• [PROVIDED TEXT]:
Early last year, my garage door opener’s motor died. While researching potential replacement units, I focused on Chamberlain’s products because they had a reputation for high quality. Once I settled on a model, I noticed another option: for a little more money, Chamberlain would include the MyQ Internet Gateway, its new system for monitoring and controlling the opener via the Internet. Curiosity got the best of me, so I went for it.

After installing the opener, the MyQ languished in my closet for months. I loved the idea of getting an alert if I left my garage door open— I can’t count the number of times I’ve turned around five minutes after leaving the house to double-check that it was closed—but I felt sure there would be a security flaw in the MyQ that would make me worse off. The emergence of the Internet of Things (IoT) has turned trusted, long-standing companies into unwitting network attack vectors. 1

But the MyQ is different from— and more impactful than—other IoT devices: it controls access to my house. That got me thinking: What if I wanted to solve this problem from the ground up? How would I design an Internet-connected garage door opener (“IoT opener”) to be adequately secure? Is it possible?

The Ground Rules

First, I define “adequately secure” to mean no less secure than the traditional rolling-code garage door opener. Because that’s the system the MyQ is replacing, it seems like the right standard.

Second, due to space constraints, I focus only on design. The usual implementation caveats—for example, the need for well-written code and correct use of encryption libraries—still apply, but I won’t address them in detail.

Third, I assume the same basic set of features the MyQ offers: a user can open or close a garage door via the Internet from a smartphone or computer and receive emails or push notifications when the door’s status changes.

• [SUPPLIED INFORMATION]:
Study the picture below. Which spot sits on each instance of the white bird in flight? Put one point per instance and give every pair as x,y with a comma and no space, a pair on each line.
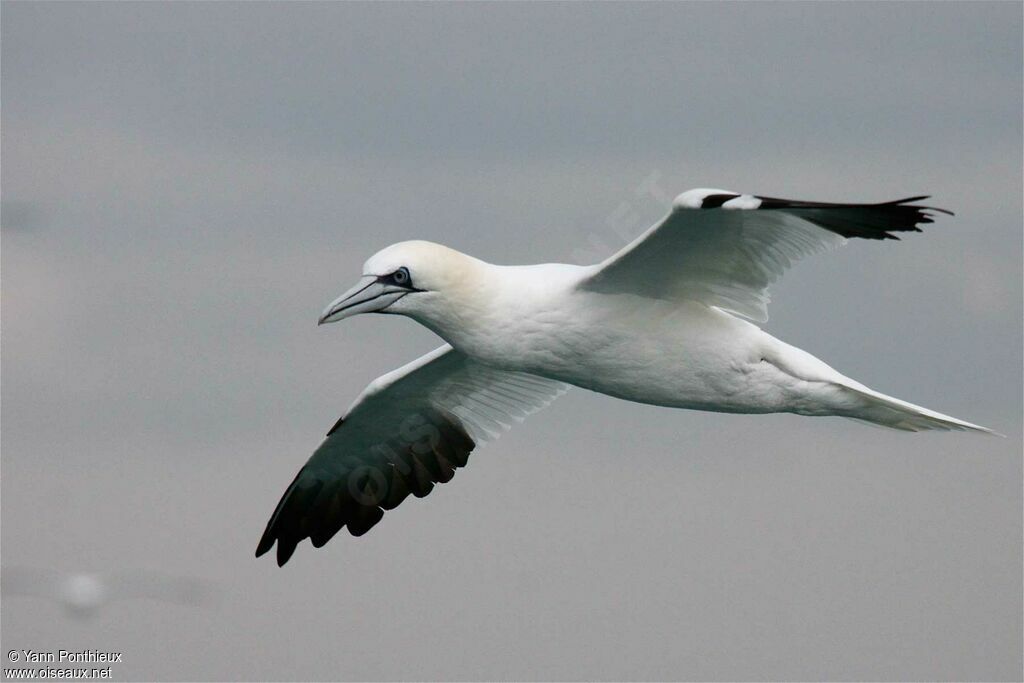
660,323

• [TASK INSTRUCTIONS]:
(A) Rewrite the paragraph of the garage door opener essay that begins "Third, I assume" as a short bulleted list of the features it covers.
(B) In the garage door opener essay, the paragraph beginning "But the MyQ is different" poses several questions. List every one of them.
(C) Continue the essay on designing a secure Internet-connected garage door opener, picking up after its final sentence.

• [ANSWERS GIVEN]:
(A)
- Opening or closing the garage door over the Internet
- Doing so from a smartphone or a computer
- Getting emails or push notifications when the door's status changes

(B)
- What if I wanted to solve this problem from the ground up?
- How would I design an Internet-connected garage door opener ("IoT opener") to be adequately secure?
- Is it possible?

(C)
Standard Garage Door Openers

If the standard is the security of rolling-code openers, we first need to understand how those openers work.

The most popular rollingcode implementation is a product called KeeLoq, a lightweight block cipher that generates codes based on a cryptographic key and a counter. When a user syncs a remote control with a garage door opener, the remote control begins to generate the same codes, in the same order, as that opener. Thereafter, when a user pushes the “open” button, the remote control increments its counter, generates a new code, and broadcasts that code wirelessly. When the opener receives a code, it checks the code against the next 256 codes in its queue. (Checking against so many possible codes helps ensure that the remote control and the opener don’t lose sync when a user presses the button outside the opener’s receiving range.) If the code is a match, the opener increments its counter to just above the matching code and opens the door. In addition to using remote controls, some users mount keypads in front of their garages that similarly sync with the openers; these keypads broadcast a code when a user correctly enters a numeric password.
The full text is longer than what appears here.